[Start Data for the task]

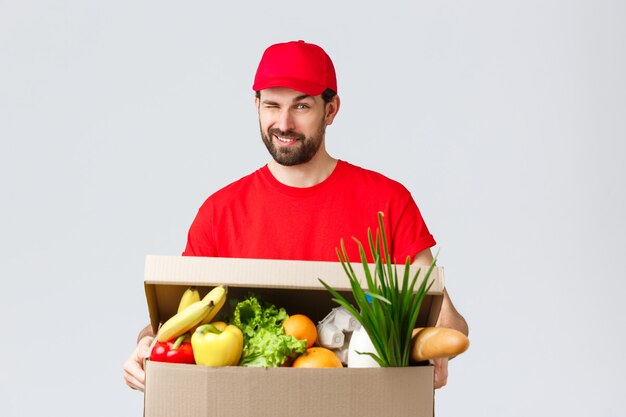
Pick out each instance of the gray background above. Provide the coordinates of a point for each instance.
(506, 120)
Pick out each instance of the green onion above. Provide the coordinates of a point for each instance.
(390, 315)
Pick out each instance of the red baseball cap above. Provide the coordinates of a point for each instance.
(297, 65)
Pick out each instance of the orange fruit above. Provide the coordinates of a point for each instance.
(318, 357)
(302, 328)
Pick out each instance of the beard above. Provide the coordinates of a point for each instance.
(300, 152)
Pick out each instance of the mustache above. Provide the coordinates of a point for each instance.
(292, 134)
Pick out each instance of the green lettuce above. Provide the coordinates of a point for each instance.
(265, 344)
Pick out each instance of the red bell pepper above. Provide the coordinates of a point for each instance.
(173, 351)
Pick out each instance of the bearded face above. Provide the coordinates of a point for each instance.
(292, 147)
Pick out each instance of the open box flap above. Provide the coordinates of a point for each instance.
(293, 285)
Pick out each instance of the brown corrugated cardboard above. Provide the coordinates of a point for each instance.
(175, 390)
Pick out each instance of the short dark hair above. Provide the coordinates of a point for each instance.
(327, 95)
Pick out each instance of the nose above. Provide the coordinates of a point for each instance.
(285, 121)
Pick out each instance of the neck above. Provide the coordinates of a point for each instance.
(304, 175)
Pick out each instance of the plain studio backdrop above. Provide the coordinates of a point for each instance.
(506, 121)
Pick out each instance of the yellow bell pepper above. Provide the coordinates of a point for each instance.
(217, 344)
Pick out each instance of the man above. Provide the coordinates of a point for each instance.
(303, 202)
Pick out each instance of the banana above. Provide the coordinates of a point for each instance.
(181, 322)
(190, 296)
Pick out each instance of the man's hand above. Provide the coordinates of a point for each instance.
(134, 374)
(441, 372)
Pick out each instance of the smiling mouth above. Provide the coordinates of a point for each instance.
(285, 140)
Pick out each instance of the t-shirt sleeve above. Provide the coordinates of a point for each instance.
(200, 238)
(410, 233)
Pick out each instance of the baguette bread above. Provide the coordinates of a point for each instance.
(437, 342)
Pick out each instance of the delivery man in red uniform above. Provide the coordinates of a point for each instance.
(303, 202)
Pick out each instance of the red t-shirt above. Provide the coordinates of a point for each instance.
(259, 217)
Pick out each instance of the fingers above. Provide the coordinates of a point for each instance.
(441, 372)
(134, 374)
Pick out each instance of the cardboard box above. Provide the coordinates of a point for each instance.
(174, 390)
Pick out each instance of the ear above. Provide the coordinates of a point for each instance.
(332, 108)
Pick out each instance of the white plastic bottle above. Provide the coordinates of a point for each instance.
(360, 341)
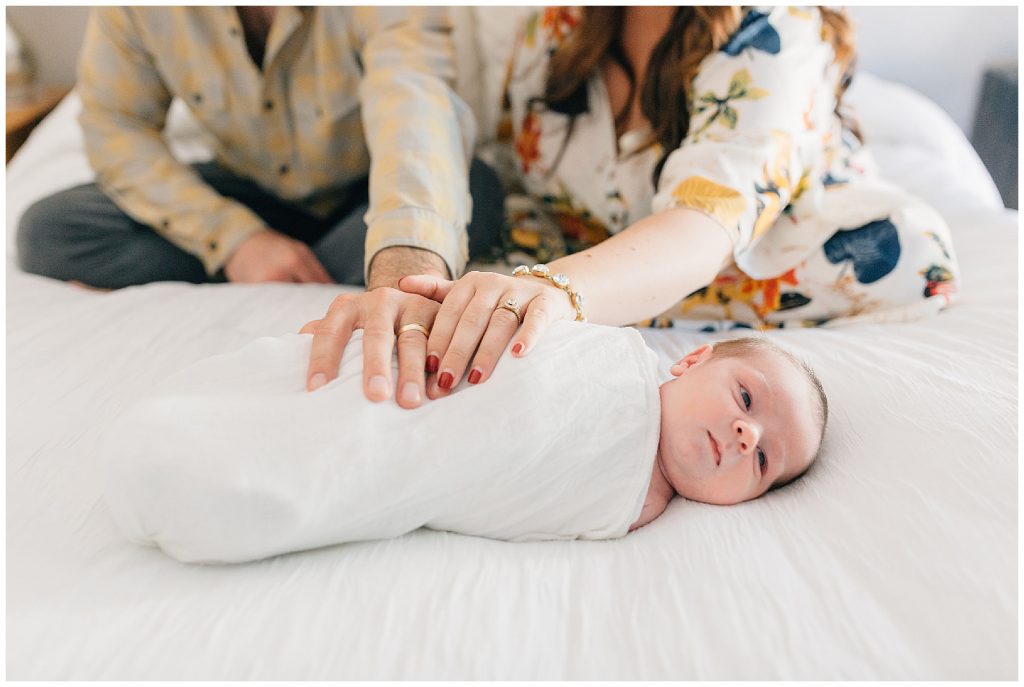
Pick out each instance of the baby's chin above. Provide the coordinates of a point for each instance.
(707, 494)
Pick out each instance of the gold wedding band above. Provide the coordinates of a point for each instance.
(512, 305)
(413, 327)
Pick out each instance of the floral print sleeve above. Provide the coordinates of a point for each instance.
(759, 115)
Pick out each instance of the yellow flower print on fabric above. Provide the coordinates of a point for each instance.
(724, 204)
(775, 185)
(739, 89)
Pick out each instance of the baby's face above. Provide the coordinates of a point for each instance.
(731, 427)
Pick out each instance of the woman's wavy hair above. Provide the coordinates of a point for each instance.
(668, 92)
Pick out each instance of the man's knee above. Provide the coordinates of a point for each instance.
(488, 208)
(40, 232)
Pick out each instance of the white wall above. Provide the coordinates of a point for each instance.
(940, 51)
(54, 36)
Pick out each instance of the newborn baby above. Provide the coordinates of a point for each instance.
(231, 460)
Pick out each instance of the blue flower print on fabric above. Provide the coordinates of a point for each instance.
(873, 249)
(755, 32)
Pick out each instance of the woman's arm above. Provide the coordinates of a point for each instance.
(646, 268)
(638, 273)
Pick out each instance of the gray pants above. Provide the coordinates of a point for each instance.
(81, 234)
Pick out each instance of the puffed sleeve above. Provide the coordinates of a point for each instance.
(755, 128)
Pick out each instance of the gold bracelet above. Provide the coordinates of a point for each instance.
(559, 281)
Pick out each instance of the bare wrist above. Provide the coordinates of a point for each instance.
(390, 264)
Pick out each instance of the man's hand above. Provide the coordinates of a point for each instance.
(381, 312)
(269, 256)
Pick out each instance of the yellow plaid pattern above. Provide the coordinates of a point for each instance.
(340, 86)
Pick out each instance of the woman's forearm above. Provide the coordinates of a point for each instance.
(647, 267)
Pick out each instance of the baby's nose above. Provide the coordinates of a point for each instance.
(747, 435)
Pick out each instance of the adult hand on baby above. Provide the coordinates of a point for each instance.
(270, 256)
(380, 313)
(471, 320)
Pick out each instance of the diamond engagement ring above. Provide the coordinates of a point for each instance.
(512, 305)
(413, 327)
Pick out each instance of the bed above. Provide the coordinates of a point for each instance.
(895, 557)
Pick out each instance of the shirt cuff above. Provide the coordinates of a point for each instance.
(416, 227)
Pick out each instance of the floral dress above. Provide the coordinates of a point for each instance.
(817, 237)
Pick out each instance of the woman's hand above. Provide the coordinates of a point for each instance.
(472, 329)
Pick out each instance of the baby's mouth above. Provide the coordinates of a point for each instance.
(716, 454)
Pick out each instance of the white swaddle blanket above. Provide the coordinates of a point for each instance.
(231, 460)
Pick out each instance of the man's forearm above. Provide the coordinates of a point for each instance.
(391, 264)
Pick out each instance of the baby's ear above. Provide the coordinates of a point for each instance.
(691, 358)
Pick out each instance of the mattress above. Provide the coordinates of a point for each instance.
(894, 558)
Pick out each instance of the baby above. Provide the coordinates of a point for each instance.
(231, 460)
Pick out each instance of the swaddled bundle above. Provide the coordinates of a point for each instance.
(231, 460)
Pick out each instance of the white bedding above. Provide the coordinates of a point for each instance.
(231, 460)
(895, 557)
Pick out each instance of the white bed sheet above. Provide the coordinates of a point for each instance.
(896, 557)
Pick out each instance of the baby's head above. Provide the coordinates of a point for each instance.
(740, 418)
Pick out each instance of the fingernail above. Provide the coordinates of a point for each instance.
(410, 393)
(378, 387)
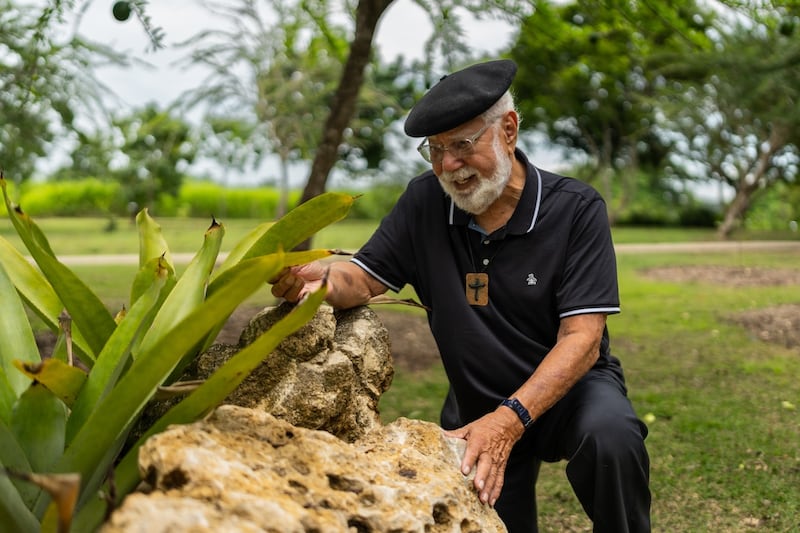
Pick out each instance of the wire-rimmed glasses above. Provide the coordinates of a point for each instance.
(434, 153)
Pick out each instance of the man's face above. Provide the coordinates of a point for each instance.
(474, 181)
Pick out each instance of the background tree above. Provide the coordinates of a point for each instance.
(156, 150)
(46, 81)
(737, 116)
(585, 80)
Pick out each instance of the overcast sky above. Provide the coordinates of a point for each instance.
(402, 31)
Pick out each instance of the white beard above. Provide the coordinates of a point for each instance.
(487, 188)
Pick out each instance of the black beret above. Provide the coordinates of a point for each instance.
(460, 97)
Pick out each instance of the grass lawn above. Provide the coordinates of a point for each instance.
(722, 404)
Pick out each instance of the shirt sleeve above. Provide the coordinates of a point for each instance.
(388, 255)
(589, 283)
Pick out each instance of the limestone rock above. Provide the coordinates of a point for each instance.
(245, 470)
(329, 375)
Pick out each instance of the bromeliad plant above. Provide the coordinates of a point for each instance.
(62, 428)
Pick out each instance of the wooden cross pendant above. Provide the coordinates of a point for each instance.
(477, 288)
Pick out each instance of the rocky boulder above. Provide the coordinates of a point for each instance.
(299, 447)
(244, 470)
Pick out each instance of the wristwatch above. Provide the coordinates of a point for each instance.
(522, 413)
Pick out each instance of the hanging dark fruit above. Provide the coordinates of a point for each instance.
(122, 10)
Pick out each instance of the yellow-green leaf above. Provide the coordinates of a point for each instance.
(190, 289)
(152, 243)
(37, 293)
(302, 223)
(63, 380)
(38, 423)
(114, 356)
(87, 452)
(240, 249)
(16, 335)
(206, 397)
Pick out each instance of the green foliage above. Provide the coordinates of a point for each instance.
(722, 443)
(56, 419)
(47, 80)
(159, 147)
(203, 199)
(775, 209)
(585, 77)
(377, 202)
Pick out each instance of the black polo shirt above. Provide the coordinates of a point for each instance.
(553, 259)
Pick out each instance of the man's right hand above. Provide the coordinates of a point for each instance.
(294, 283)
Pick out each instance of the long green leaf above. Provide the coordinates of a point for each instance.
(29, 232)
(240, 248)
(152, 243)
(13, 456)
(302, 223)
(14, 515)
(190, 290)
(113, 358)
(37, 293)
(87, 311)
(291, 259)
(7, 398)
(204, 399)
(58, 377)
(124, 403)
(16, 336)
(38, 423)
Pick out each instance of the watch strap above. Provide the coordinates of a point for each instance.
(522, 413)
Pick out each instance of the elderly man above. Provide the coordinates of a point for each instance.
(517, 268)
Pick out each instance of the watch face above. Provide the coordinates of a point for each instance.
(522, 413)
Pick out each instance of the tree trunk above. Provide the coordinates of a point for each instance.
(744, 192)
(344, 101)
(734, 212)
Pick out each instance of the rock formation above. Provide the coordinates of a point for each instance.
(302, 450)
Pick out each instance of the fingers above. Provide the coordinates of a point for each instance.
(288, 286)
(489, 477)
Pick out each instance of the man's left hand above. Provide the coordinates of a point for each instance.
(489, 442)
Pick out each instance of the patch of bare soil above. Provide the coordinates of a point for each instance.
(778, 324)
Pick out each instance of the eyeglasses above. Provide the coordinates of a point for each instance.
(434, 153)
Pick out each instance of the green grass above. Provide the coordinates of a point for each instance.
(86, 236)
(723, 444)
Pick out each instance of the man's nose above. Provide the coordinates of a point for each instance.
(451, 162)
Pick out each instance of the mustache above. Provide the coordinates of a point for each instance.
(455, 175)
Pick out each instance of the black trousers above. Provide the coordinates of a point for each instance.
(595, 429)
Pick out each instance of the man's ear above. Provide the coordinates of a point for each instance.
(511, 127)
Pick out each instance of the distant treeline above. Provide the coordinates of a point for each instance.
(94, 197)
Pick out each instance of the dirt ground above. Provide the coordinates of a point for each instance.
(413, 347)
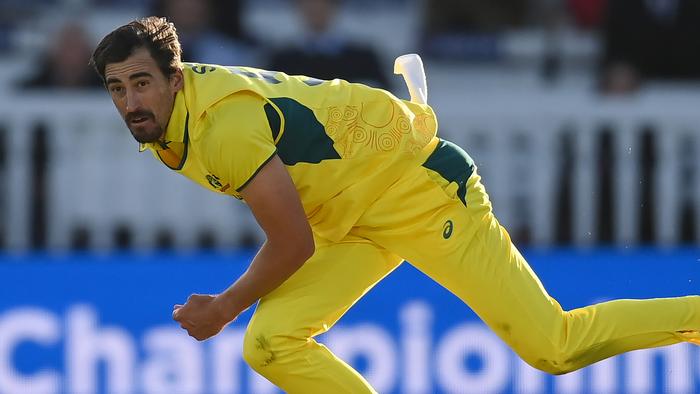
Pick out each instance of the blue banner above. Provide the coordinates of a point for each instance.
(102, 324)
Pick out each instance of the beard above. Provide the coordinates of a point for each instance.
(143, 126)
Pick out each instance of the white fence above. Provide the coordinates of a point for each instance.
(95, 178)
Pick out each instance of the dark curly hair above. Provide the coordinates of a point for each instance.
(153, 33)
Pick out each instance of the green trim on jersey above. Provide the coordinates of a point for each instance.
(304, 139)
(453, 164)
(186, 141)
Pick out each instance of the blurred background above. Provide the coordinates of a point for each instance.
(580, 114)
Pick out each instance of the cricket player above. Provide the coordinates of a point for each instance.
(347, 182)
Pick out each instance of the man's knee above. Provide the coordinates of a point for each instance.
(263, 349)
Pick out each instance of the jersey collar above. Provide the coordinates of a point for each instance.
(175, 132)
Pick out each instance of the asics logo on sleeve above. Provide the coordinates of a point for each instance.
(447, 229)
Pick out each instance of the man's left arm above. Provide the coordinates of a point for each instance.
(275, 203)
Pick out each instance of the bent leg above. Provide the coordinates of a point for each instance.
(462, 246)
(279, 342)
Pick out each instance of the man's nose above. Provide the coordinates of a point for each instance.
(133, 101)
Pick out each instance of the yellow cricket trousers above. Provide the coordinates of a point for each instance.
(460, 245)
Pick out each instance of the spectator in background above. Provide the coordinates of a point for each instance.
(325, 54)
(196, 22)
(647, 40)
(64, 65)
(470, 29)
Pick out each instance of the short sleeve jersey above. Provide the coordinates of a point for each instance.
(342, 143)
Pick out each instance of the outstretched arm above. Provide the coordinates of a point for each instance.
(274, 201)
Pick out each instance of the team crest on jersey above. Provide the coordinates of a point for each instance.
(215, 182)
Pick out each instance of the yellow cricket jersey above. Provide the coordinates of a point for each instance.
(342, 143)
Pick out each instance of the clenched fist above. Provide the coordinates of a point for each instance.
(202, 316)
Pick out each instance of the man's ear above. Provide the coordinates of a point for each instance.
(177, 80)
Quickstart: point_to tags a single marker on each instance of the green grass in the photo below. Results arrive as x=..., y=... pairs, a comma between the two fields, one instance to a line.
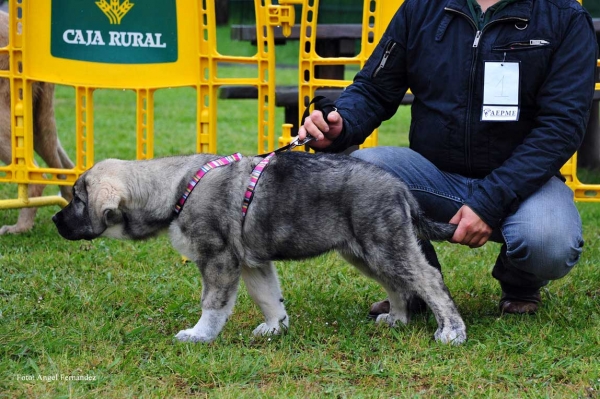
x=107, y=310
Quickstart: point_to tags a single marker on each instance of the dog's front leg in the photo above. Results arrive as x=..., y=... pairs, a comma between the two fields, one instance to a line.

[End Data for the task]

• [What to do]: Output verbatim the lines beginning at the line with "Pick out each instance of the team" and ending at the last line of the material above, inclusive. Do not carry over any pictures.

• [Answer to this problem]:
Pick out each instance of the team crest on jersey above. Provide the coordinates of a point for each instance.
(215, 182)
Pick out each instance of the yellow cricket jersey above. Provide the coordinates of a point for each instance.
(342, 143)
Pick out each instance of the clenched fist above. Provide the coordinates of a point for each instance.
(202, 316)
Pick out each instance of the man's ear above. Provide the coordinates of a point for each instance.
(177, 80)
Quickstart: point_to tags a single marker on each instance of the green grass in the photo below. Results arrive as x=..., y=... pairs, a comma between the two fields, one instance to a line.
x=107, y=310
Quickstart: point_to tags a single marker on each instance of the dog's front leg in the photo above. Results arrive as x=..., y=... pairs, a comma between the two fields, one instance to a line.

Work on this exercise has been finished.